◆ Seçilen Metin ◆
______

Batman: Dedektif Hikayeleri Cilt 3 – İmparator Penguen Hakkında

Geçen sefer yazdığım Dedektif Hikayeleri Cilt 2 yazısının takiben bu yazıda 3’üncü cildi inceledik. Genel olarak Dedektif Hikayelerine ve New 52 deki yerine geçen yazıda değinmiştik. Bu ciltte, Dedektif Hikayeleri’nin #13 ila #18 arasındaki eserleri yer almakta. Diğer ciltlerinde olduğu gibi dilimize çevirisi ve ülkemizde yayını JBC Yayıncılığa ait. Yazar koltuğu ise Tony Daniel  dan John Layman’a geçmiş bulunmakta. Cilt 4 ve cilt 5 te de yazarımızın John Layman olduğunu  şimdiden söyleyeyim.

Bu ciltte hikayeler geçen cilde göre derli toplu ve birbirini destekleyecek şekilde yazılmış. Batman dışındaki bazı karakterlerin rol alıp çıktığı uzun bir hikaye şeklinde. Esasen çizgi roman okurlarının alıştığı tarzda olsa da, iki cilt arasında bu kadar büyük bir fark olması beni şaşırttı.

batman-1

Adından da anlaşılacağı gibi; bu ciltte Oswald Cobblepot, yani Penguen baş kötümüz. Gotham’ın köklü ailelerinden birinin ferdi olarak Gotham’da yaşayan insanların taktir ettiği bir imaj istemesiyle hikaye başlıyor. Çocuk Merkezine yardım etmek istese de, bunu kendi yöntemleriyle yapmaya çalışması ilk problem. Halihazırda Martha Wayne adına açılacak olan merkezin ismini değiştirmek istemesi (para ve tehditle) ve Bruce Wayne’in de problem çıkarmaması için öldürülmesini planması gibi yöntemlerden bahsediyorum elbette. Cobblepot kadar öne çıkan bir karakter daha var, o da Ignatius Ogilvy. Ogilvy, cobblepot’un sağ kolu ve yeni bir karakter. Özellikle Batman’den kaçınmanın yollarını Miami’den gelen başka bir suçluya anlattığı kısımlar yazım olarak hoşuma gitti.

______

◆ Gösterilen Bilgiler ◆
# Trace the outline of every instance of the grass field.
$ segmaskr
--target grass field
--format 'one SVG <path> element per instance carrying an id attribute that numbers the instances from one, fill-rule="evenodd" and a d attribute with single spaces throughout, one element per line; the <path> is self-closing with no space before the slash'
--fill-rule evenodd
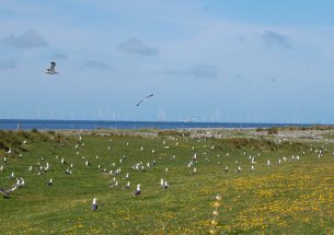
<path id="1" fill-rule="evenodd" d="M 0 131 L 0 188 L 25 180 L 0 198 L 1 234 L 334 234 L 333 130 L 302 131 Z"/>

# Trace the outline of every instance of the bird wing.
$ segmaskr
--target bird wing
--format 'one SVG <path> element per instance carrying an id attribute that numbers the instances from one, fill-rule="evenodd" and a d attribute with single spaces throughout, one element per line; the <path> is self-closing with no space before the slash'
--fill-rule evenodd
<path id="1" fill-rule="evenodd" d="M 11 192 L 13 192 L 16 189 L 18 189 L 18 185 L 14 185 L 11 189 L 8 189 L 5 192 L 7 193 L 11 193 Z"/>
<path id="2" fill-rule="evenodd" d="M 3 190 L 2 188 L 0 188 L 0 193 L 3 195 L 3 197 L 8 198 L 9 197 L 9 193 Z"/>
<path id="3" fill-rule="evenodd" d="M 55 68 L 56 68 L 56 62 L 51 62 L 49 71 L 55 72 Z"/>

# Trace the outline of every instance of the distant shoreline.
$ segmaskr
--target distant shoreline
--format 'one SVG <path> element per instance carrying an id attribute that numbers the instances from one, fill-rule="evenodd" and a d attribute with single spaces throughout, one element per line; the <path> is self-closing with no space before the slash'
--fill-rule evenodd
<path id="1" fill-rule="evenodd" d="M 1 130 L 175 130 L 175 129 L 256 129 L 274 127 L 333 127 L 316 124 L 200 122 L 200 121 L 120 121 L 120 120 L 34 120 L 0 119 Z"/>

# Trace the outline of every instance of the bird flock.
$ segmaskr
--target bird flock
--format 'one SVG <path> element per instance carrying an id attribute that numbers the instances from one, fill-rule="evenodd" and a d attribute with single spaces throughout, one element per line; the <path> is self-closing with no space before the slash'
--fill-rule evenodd
<path id="1" fill-rule="evenodd" d="M 329 153 L 327 149 L 322 146 L 315 146 L 313 144 L 310 144 L 310 149 L 298 152 L 296 154 L 292 154 L 291 156 L 280 156 L 277 158 L 266 158 L 266 156 L 258 152 L 258 153 L 247 153 L 244 151 L 243 153 L 240 153 L 240 157 L 235 157 L 235 152 L 224 152 L 222 150 L 218 150 L 216 145 L 212 144 L 208 136 L 206 134 L 197 134 L 195 138 L 191 138 L 187 136 L 184 136 L 183 130 L 180 130 L 181 137 L 174 137 L 171 136 L 168 138 L 168 140 L 163 140 L 157 149 L 150 149 L 149 144 L 145 145 L 147 142 L 145 139 L 142 139 L 142 145 L 140 145 L 139 150 L 136 152 L 137 156 L 129 157 L 127 155 L 127 150 L 133 148 L 130 141 L 125 141 L 124 143 L 124 154 L 120 156 L 117 161 L 114 161 L 111 165 L 105 165 L 104 158 L 107 156 L 100 156 L 99 154 L 95 155 L 94 164 L 91 163 L 92 156 L 88 157 L 85 156 L 84 150 L 89 146 L 88 143 L 84 141 L 84 136 L 80 133 L 78 137 L 76 137 L 76 143 L 73 144 L 73 156 L 59 156 L 57 153 L 55 154 L 56 163 L 55 165 L 51 165 L 49 161 L 45 160 L 45 157 L 38 157 L 36 160 L 35 165 L 31 165 L 26 168 L 26 174 L 31 174 L 34 177 L 38 177 L 43 174 L 48 174 L 49 171 L 54 169 L 54 167 L 62 168 L 64 174 L 68 175 L 69 178 L 67 180 L 71 180 L 70 175 L 77 174 L 76 171 L 78 167 L 87 167 L 87 168 L 93 168 L 96 171 L 96 174 L 101 174 L 105 176 L 106 180 L 108 180 L 108 188 L 112 190 L 125 190 L 125 195 L 133 196 L 133 197 L 140 197 L 142 193 L 145 193 L 146 185 L 140 183 L 140 174 L 150 174 L 151 171 L 157 168 L 157 166 L 160 165 L 162 160 L 168 160 L 170 163 L 175 161 L 177 156 L 177 149 L 181 148 L 180 145 L 183 144 L 183 148 L 188 148 L 188 156 L 183 156 L 182 160 L 184 160 L 184 172 L 187 173 L 187 175 L 191 177 L 194 174 L 207 174 L 207 164 L 211 162 L 211 164 L 217 165 L 220 169 L 220 174 L 242 174 L 243 172 L 254 172 L 257 168 L 263 167 L 279 167 L 283 164 L 289 164 L 289 163 L 298 163 L 302 160 L 302 157 L 308 153 L 314 155 L 318 158 L 322 158 L 324 154 Z M 212 132 L 212 131 L 210 131 Z M 195 141 L 196 144 L 192 146 L 187 146 L 191 141 Z M 286 142 L 288 140 L 283 140 L 281 142 Z M 192 143 L 193 143 L 192 142 Z M 69 144 L 72 144 L 70 141 L 60 141 L 61 144 L 59 146 L 67 146 Z M 22 141 L 22 144 L 27 144 L 27 141 Z M 119 144 L 119 143 L 118 143 Z M 115 148 L 118 148 L 117 144 L 114 144 L 113 140 L 110 139 L 105 143 L 105 152 L 107 155 L 108 153 L 113 153 L 113 150 Z M 135 148 L 135 146 L 134 146 Z M 170 154 L 170 157 L 165 157 L 166 154 L 159 154 L 163 153 L 163 151 L 168 151 Z M 158 153 L 159 152 L 159 153 Z M 3 173 L 5 172 L 5 168 L 12 163 L 11 155 L 13 154 L 12 149 L 8 150 L 5 152 L 5 156 L 2 157 L 2 164 L 0 165 L 0 176 L 3 176 Z M 150 155 L 150 160 L 148 160 L 146 156 Z M 162 157 L 162 155 L 164 157 Z M 20 153 L 21 158 L 22 153 Z M 334 156 L 334 153 L 332 153 L 332 156 Z M 233 160 L 235 157 L 235 160 Z M 72 160 L 79 158 L 81 162 L 81 165 L 74 165 Z M 124 166 L 124 163 L 128 161 L 128 158 L 131 158 L 134 164 L 131 164 L 130 167 Z M 229 164 L 222 164 L 224 160 L 229 160 Z M 231 161 L 232 160 L 232 161 Z M 163 165 L 163 167 L 162 167 Z M 161 164 L 161 167 L 159 167 L 160 171 L 160 183 L 157 181 L 157 188 L 160 186 L 161 190 L 173 190 L 173 185 L 170 185 L 169 181 L 169 173 L 171 172 L 171 168 L 173 168 L 173 165 L 165 165 Z M 137 174 L 135 174 L 137 173 Z M 15 180 L 15 183 L 8 188 L 1 188 L 0 187 L 0 193 L 5 199 L 10 199 L 10 197 L 13 195 L 13 192 L 18 191 L 20 188 L 25 186 L 25 180 L 22 176 L 15 176 L 14 172 L 11 172 L 10 175 L 8 175 L 8 180 L 12 181 Z M 175 175 L 174 175 L 175 178 Z M 133 186 L 131 181 L 136 181 L 135 186 Z M 33 184 L 27 181 L 28 184 Z M 45 183 L 45 187 L 61 187 L 61 183 L 54 181 L 53 178 L 49 178 Z M 143 188 L 143 191 L 142 191 Z M 133 189 L 133 190 L 131 190 Z M 41 189 L 43 190 L 43 189 Z M 107 187 L 106 189 L 107 190 Z M 127 192 L 128 190 L 131 190 L 131 192 Z M 94 197 L 92 199 L 91 209 L 93 211 L 97 210 L 97 198 Z"/>

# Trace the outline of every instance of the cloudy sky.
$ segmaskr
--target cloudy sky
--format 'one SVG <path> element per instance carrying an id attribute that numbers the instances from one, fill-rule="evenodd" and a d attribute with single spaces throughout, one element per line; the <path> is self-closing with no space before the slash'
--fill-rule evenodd
<path id="1" fill-rule="evenodd" d="M 1 0 L 0 118 L 334 124 L 333 9 Z"/>

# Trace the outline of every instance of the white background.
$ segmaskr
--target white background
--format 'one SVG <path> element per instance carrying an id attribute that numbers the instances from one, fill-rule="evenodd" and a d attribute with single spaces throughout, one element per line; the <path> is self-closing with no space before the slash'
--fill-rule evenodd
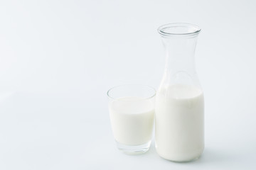
<path id="1" fill-rule="evenodd" d="M 0 169 L 255 169 L 254 1 L 1 1 Z M 202 31 L 196 68 L 205 93 L 206 149 L 176 164 L 154 149 L 117 150 L 106 92 L 158 87 L 156 29 Z"/>

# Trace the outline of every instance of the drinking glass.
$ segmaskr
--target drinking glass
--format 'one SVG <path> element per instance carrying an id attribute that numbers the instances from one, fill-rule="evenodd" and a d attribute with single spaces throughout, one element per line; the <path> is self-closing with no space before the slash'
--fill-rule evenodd
<path id="1" fill-rule="evenodd" d="M 154 125 L 156 91 L 145 85 L 126 84 L 107 91 L 109 111 L 117 148 L 136 154 L 149 150 Z"/>

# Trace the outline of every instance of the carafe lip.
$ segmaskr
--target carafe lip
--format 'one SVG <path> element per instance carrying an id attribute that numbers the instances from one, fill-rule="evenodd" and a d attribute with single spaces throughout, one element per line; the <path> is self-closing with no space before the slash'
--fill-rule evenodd
<path id="1" fill-rule="evenodd" d="M 161 26 L 158 32 L 163 36 L 181 36 L 198 35 L 201 28 L 199 26 L 186 23 L 173 23 Z"/>

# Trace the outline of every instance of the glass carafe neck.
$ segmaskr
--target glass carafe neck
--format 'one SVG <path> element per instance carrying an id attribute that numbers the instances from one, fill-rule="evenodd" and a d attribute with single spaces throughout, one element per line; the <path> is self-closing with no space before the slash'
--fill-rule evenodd
<path id="1" fill-rule="evenodd" d="M 162 84 L 200 86 L 194 59 L 200 28 L 191 24 L 172 23 L 161 26 L 159 33 L 166 52 Z"/>

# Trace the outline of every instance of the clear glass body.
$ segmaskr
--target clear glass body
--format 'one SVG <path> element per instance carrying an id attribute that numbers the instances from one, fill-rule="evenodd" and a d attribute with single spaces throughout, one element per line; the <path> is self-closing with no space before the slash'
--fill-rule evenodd
<path id="1" fill-rule="evenodd" d="M 198 159 L 204 148 L 204 99 L 194 60 L 201 29 L 171 23 L 158 30 L 166 66 L 156 98 L 156 149 L 168 160 L 189 162 Z"/>
<path id="2" fill-rule="evenodd" d="M 149 150 L 153 131 L 156 91 L 126 84 L 108 91 L 112 129 L 117 148 L 136 154 Z"/>

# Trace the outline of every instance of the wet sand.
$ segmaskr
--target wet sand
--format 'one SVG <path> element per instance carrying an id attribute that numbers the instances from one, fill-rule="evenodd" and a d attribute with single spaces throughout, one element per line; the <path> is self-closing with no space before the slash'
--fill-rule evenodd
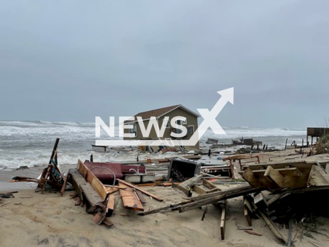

______

◆ Tamamlanacak Çalışmalar ◆
1. Aşağıdaki ifadelerin Dedektif Hikayeleri Cilt 3 incelemesiyle uyuşup uyuşmadığını evet ya da hayır ile belirtin ve her birinde karara esas olan sözleri metinden aynen alıntılayın: (a) Bu ciltte serinin #13 ile #18 arasındaki sayıları bulunur. (b) Bu cildin yazarı Tony Daniel'dır. (c) Ignatius Ogilvy, Penguen'in sağ koludur.
2. Dedektif Hikayeleri Cilt 3 incelemesini son cümlesinden sonra aynı üslupla sürdürün.

◆ Alıştırma Sonuçları ◆
1.
(a) Evet: “Bu ciltte, Dedektif Hikayeleri’nin #13 ila #18 arasındaki eserleri yer almakta.”
(b) Hayır: “Yazar koltuğu ise Tony Daniel  dan John Layman’a geçmiş bulunmakta.”
(c) Evet: “Ogilvy, cobblepot’un sağ kolu ve yeni bir karakter.”

2.
Çocuk Merkezi kısmından sonra hikayeye Pamela Isley, yani Poison Ivy dahil oluyor. Bu kısım daha çok diğer serilerde geçen olaylara değinecek şekilde yazılmış durumda. Birds of Prey’de Ivy’nin çıkardığı sıkıntıların sonrası şeklinde kısaca. Cobblepot’un çevreye zararlı kimyasal üreten fabrikasına yönelik bir saldırı planlamasıyla hikayeye bağlanmış. İşler yine bir şekilde Penguen’in etrafında dönüyor olması güzel olmuş. Lakin hikaye burada biraz daha karışıyor. Çünkü fabrikada Basil Karlo, yani Clayface de ortaya çıkıyor. Batman’in devamındaki sayılarda olayı çözmesiyle Ivy ve Clayface hikayeden çıkıyor ve hikaye biraz daha toparlanıyor. Bu sırada Ogilvy’nin niyetini de öğreniyoruz.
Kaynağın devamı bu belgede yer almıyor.